*Selected passage*.
______________________________

# Load Model For Genception

## SAE Params

In [1]:
HIDDEN_SIZE = 1024
INPUT_SIZE = 64

## Imports

In [2]:
import pickle

import numpy as np
from sklearn.linear_model import LogisticRegression


import torch
from torch import nn 
from torch.utils.data import DataLoader

from helpers.nn import NeuralNetwork
from helpers.sae import SparseAutoencoder
from helpers.edgedataset import EdgeDataset

from helpers.model_helpers import (evaluate_and_gather_activations, get_sublabel_data, 
    get_top_N_features, extract_activations, load_intermediate_labels, seed_worker)

## Set Device to GPU

In [3]:
device = torch.device('cuda' if torch.cuda.is_available() else 'cpu')
print(f"We will be using device: {device}")

We will be using device: cuda


## Load Data

In [4]:
# train data
train_images = load_intermediate_labels("./data/FashionMNIST/parsed/train_images.pkl")
train_labels = load_intermediate_labels("./data/FashionMNIST/parsed/train_labels.pkl")

# test data
test_images = load_intermediate_labels("./data/FashionMNIST/parsed/test_images.pkl")
test_labels = load_intermediate_labels("./data/FashionMNIST/parsed/test_labels.pkl")

# Model Loading

## Model Result Replication

In [5]:
seed = 42
generator = torch.Generator().manual_seed(seed)

NUM_WORKERS = 4
if device.type.lower() == "cpu":
    NUM_WORKERS = 0

# training data
train_dataset = EdgeDataset(train_images, train_labels)
train_loader = DataLoader(train_dataset, batch_size=64, shuffle=True, num_workers=NUM_WORKERS,
                          worker_init_fn=seed_worker, generator=generator, pin_memory=True)

# test data
test_dataset = EdgeDataset(test_images, test_labels)

______________________________

*Problems to work on*.
1. Rewrite the block in the Genception model-loading notebook that begins "# train data" as a short list of what it loads and from which files.
2. Write the next part of the Genception model-loading notebook, picking up right after its final line of code.

*Source excerpt*.
______________________________

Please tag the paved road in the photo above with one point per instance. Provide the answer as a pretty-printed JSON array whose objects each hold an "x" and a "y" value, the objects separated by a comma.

______________________________

*Response list*.
1.
- Training images, from ./data/FashionMNIST/parsed/train_images.pkl
- Training labels, from ./data/FashionMNIST/parsed/train_labels.pkl
- Test images, from ./data/FashionMNIST/parsed/test_images.pkl
- Test labels, from ./data/FashionMNIST/parsed/test_labels.pkl

Each file is loaded with load_intermediate_labels.

2.
test_loader = DataLoader(test_dataset, batch_size=128, shuffle=False, num_workers=NUM_WORKERS, pin_memory=True)

In [6]:
model = NeuralNetwork().to(device)
sae_hidden_one = SparseAutoencoder(input_size=INPUT_SIZE, hidden_size=HIDDEN_SIZE).to(device)
sae_hidden_two = SparseAutoencoder(input_size=INPUT_SIZE, hidden_size=HIDDEN_SIZE).to(device)
sae_hidden_three = SparseAutoencoder(input_size=INPUT_SIZE, hidden_size=HIDDEN_SIZE).to(device)

In [7]:
best_model_path = "./runs/1024-0.75/results/F0/models/25_top/best_model_lf_0.14.pth"

checkpoint = torch.load(best_model_path)
model.load_state_dict(checkpoint['model_state_dict'])
sae_hidden_one.load_state_dict(checkpoint['sae_one_state_dict'])
sae_hidden_two.load_state_dict(checkpoint['sae_two_state_dict'])
sae_hidden_three.load_state_dict(checkpoint['sae_three_state_dict'])

<All keys matched successfully>

## Verify Correct Model

In [8]:
train_results = evaluate_and_gather_activations(model, sae_hidden_one, sae_hidden_two, sae_hidden_three, train_loader, device)
Z_train_one, Z_train_two, y_train = train_results["Z_one"], train_results["Z_two"], train_results["y"]

test_results = evaluate_and_gather_activations(model, sae_hidden_one, sae_hidden_two, sae_hidden_three, test_loader, device)
Z_test_one, Z_test_two, y_test = test_results["Z_one"], test_results["Z_two"], test_results["y"]

print(f"Model acc: {test_results['accuracy']}")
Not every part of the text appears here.